# BRIEF
Write out each entry below exactly. Do not include the images.

# RECORD SET
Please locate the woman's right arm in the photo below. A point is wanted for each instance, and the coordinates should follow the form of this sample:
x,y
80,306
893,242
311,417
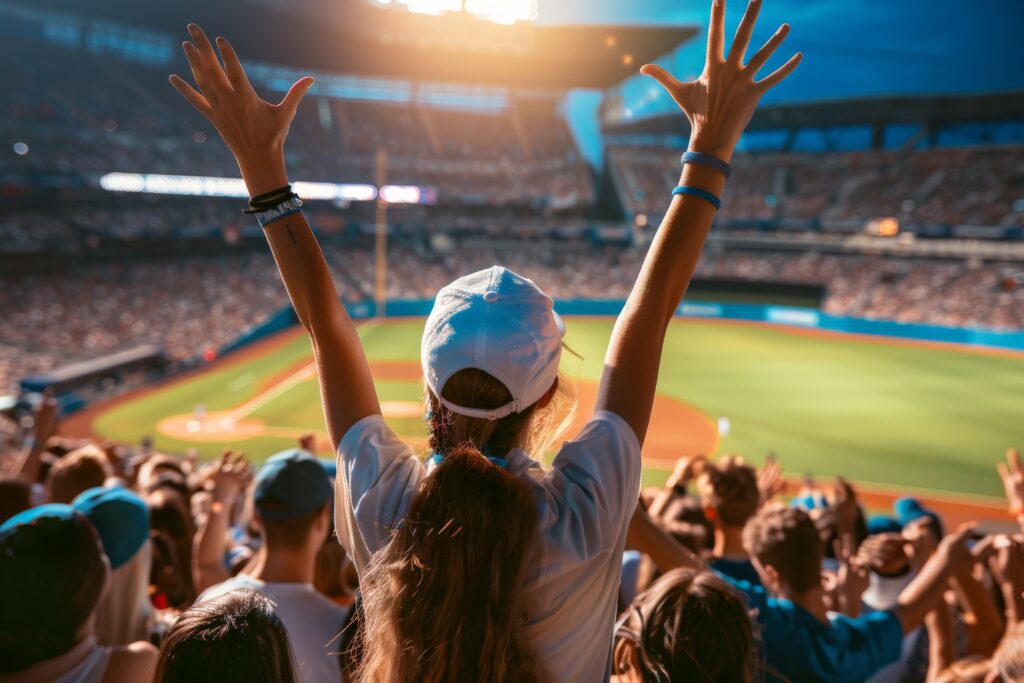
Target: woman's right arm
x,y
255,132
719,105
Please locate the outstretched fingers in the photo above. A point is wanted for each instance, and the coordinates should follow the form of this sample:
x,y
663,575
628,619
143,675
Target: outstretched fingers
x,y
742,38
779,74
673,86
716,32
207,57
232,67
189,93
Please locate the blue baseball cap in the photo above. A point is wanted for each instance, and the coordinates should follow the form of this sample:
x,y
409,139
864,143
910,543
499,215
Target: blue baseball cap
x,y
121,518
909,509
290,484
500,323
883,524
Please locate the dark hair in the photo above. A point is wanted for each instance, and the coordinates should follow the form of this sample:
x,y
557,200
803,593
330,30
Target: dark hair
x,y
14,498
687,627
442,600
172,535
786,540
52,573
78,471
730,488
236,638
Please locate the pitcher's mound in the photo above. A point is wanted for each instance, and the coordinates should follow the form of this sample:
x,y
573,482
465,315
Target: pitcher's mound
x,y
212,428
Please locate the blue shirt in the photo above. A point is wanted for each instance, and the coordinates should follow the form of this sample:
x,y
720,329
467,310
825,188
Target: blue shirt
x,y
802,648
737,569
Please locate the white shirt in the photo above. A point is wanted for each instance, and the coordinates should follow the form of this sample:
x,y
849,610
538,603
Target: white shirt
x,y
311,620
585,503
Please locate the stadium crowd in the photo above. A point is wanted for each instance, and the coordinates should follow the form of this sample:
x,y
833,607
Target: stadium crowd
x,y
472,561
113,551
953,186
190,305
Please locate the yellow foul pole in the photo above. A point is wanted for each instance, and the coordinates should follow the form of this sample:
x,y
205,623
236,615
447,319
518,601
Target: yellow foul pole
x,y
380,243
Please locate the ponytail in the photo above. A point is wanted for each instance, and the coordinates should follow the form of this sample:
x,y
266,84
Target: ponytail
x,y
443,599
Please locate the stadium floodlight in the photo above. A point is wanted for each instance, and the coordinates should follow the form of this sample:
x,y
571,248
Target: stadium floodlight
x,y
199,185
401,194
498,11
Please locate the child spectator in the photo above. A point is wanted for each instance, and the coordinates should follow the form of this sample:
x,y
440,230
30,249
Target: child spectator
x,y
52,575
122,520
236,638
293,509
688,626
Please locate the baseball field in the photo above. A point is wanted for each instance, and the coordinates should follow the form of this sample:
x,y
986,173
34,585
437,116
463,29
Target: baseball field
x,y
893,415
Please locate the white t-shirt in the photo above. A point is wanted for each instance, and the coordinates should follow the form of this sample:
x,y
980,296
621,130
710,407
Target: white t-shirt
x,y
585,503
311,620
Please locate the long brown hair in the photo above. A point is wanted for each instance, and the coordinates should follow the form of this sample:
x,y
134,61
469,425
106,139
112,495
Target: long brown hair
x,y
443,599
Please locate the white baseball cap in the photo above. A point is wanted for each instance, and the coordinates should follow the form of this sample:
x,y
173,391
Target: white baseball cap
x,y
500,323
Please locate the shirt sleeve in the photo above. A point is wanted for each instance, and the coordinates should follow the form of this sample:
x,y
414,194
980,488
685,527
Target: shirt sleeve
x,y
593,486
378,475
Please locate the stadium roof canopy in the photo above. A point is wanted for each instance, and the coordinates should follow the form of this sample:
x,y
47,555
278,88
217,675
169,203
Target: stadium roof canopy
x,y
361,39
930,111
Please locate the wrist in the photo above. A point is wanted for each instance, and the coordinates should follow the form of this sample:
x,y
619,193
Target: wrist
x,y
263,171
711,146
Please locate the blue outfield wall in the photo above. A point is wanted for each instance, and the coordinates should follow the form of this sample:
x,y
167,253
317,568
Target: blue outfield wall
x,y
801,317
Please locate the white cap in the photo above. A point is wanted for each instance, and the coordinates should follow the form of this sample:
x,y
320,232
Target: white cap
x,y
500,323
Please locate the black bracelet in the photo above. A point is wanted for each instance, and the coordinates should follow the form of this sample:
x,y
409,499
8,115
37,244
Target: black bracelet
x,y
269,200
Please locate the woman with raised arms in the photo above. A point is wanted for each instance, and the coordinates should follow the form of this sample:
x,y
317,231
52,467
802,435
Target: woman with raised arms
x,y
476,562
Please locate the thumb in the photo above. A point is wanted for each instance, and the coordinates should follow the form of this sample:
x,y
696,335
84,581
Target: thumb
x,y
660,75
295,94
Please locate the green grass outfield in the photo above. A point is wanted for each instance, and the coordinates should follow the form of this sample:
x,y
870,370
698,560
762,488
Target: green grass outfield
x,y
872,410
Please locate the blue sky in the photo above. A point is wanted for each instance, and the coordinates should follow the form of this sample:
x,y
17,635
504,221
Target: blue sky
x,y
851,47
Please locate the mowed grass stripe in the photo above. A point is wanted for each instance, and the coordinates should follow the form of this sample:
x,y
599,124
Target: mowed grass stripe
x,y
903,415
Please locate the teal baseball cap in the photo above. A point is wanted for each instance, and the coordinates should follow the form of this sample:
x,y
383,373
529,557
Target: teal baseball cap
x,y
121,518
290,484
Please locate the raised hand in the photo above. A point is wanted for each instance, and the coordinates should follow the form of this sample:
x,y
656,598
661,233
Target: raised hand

# EXERCISE RESPONSE
Please locate the woman's right arm in the photo below. A point is wanted for each instance, and the coordinates should follow the form of this sample:
x,y
80,306
893,242
311,417
Target: woman's right arm
x,y
255,132
719,105
Please locate the outstretched fingers in the photo above. A point is wanted for each instance, and the coordinates should follow the form of this sample:
x,y
663,575
628,619
143,675
Target: outstretched fingers
x,y
742,38
779,74
673,86
716,32
207,57
232,67
189,93
Please locate the blue baseball cap in the photo above. A point is wanted for each instance, and the coordinates should follow the form of this sample:
x,y
409,139
864,143
910,543
499,215
Target: blue baseball cap
x,y
121,518
909,509
290,484
500,323
883,524
Please locate the dark hair in the photo above. A point is wanted for each instance, and the coordinates should follow the form of this sample:
x,y
557,200
803,593
330,30
Target: dark hair
x,y
14,498
687,627
442,600
172,535
786,540
52,573
78,471
730,488
236,638
Please locate the pitcher's mound in the photo above. A point is wanted for each instance, and the coordinates should follow the form of this sample:
x,y
573,482
465,315
Target: pitcher's mound
x,y
212,428
Please locate the blue shirt in the photo above. A point is wanted for each instance, and the coordinates should follow the form of this sample:
x,y
720,329
467,310
825,188
Target: blue shirt
x,y
802,648
737,569
Please locate the white shirt in the photo above. A point is wanted for each instance, and the coordinates should follow the form of this sample:
x,y
849,610
538,603
Target: white shirt
x,y
311,620
585,503
Please locate the stadium crowd in the photo above. A point is wanted for each instance, and the coordinates should follow the form of this sample:
x,y
833,607
Target: stadium crowd
x,y
472,561
113,551
953,186
190,305
Please locate the yellow foul pole in the photo above. A point is wanted for each instance, and the coordinates should follow the form of this sample:
x,y
205,623
236,615
447,319
518,601
Target: yellow foul pole
x,y
380,243
Please locate the ponytail in the photo above. A point is wanted for each instance, and the coordinates should follow the form of this sample:
x,y
266,84
Target: ponytail
x,y
443,599
Please locate the stadium floodlight in the photo above. A point is wanted for each instance, and the coordinates should follow the form of this sample:
x,y
571,248
Target: stadium floodlight
x,y
199,185
401,194
498,11
Please locate the child spectator in the photo above. A point is wanted for each instance, and the coordinates should follow the form of this sample:
x,y
440,230
30,249
Target: child spectator
x,y
52,575
122,520
236,638
293,509
688,626
Please locate the baseball field in the photo above. A point is wanted for each instance, and the coordinates should follow the form of this sample:
x,y
986,173
34,585
437,116
463,29
Target: baseball field
x,y
893,415
Please locate the white t-shirt in the photo above. A point is wanted for each instance, and the coordinates should follow the form of this sample:
x,y
980,296
621,130
710,407
Target: white t-shirt
x,y
585,503
311,620
Please locate the long brown hair in the photo above. A point is wanted for each instance, and the coordinates should follow the form of this sample:
x,y
134,61
469,425
106,139
112,495
Target: long brown hair
x,y
443,599
Please locate the white baseball cap in the photo above. A point is wanted for each instance, and the coordinates should follow the form of this sample:
x,y
173,391
Target: white baseball cap
x,y
500,323
Please locate the shirt sleeve in the photo above. A point is wanted for each instance, and the coordinates should follow the form of this sample:
x,y
414,194
980,488
685,527
Target: shirt sleeve
x,y
593,486
378,475
Please locate the stadium roof canopy in the photo above. A point is wanted for each instance, and the coordinates should follow the form of this sample:
x,y
47,555
278,88
217,675
169,203
Target: stadium roof canopy
x,y
361,39
930,111
Please locate the wrist in the photo above. A point is wanted for each instance, and the coordinates should follow the form of this sample:
x,y
619,193
Target: wrist
x,y
263,171
711,146
Please locate the blue outfield wall in the photo above. A point is wanted for each instance, and the coordinates should follow the form of this sample:
x,y
167,253
317,568
Target: blue outfield wall
x,y
801,317
Please locate the white cap in the photo above. A point is wanted for each instance, and the coordinates should follow the form of this sample:
x,y
320,232
Target: white cap
x,y
500,323
Please locate the black bracelet in the photo above. A point is wanted for each instance, and the coordinates should follow the form of this sample:
x,y
409,499
8,115
37,244
Target: black bracelet
x,y
269,200
Please locate the woman with raised arms in the photo above. A point is wanted for each instance, and the coordinates should follow the form of this sample:
x,y
317,231
52,467
802,435
Target: woman with raised arms
x,y
476,562
Please locate the thumb in the photo above. A point is wanted for each instance, and the coordinates should follow the form of this sample:
x,y
696,335
84,581
Target: thumb
x,y
660,75
295,94
Please locate the green grass outfield in the photo above. A point is wanted for each instance, and the coordinates should follow the form of this sample:
x,y
870,370
698,560
762,488
Target: green grass outfield
x,y
872,410
Please locate the blue sky in the photo above. A point is wanted for each instance, and the coordinates should follow the form of this sample:
x,y
17,635
504,221
Target: blue sky
x,y
851,47
Please locate the mowed grass stripe in the photo above. A point is wanted for each instance, and the coordinates should follow the form of this sample:
x,y
599,124
Target: mowed grass stripe
x,y
903,415
Please locate the teal baseball cap in the photo above. A point is wanted for each instance, and the coordinates should follow the form of this sample:
x,y
383,373
529,557
Target: teal baseball cap
x,y
121,518
290,484
Please locate the raised hand in the photo above. A point is wanted for each instance, and the coordinates should follow the form of this sample:
x,y
656,598
661,233
Target: raised hand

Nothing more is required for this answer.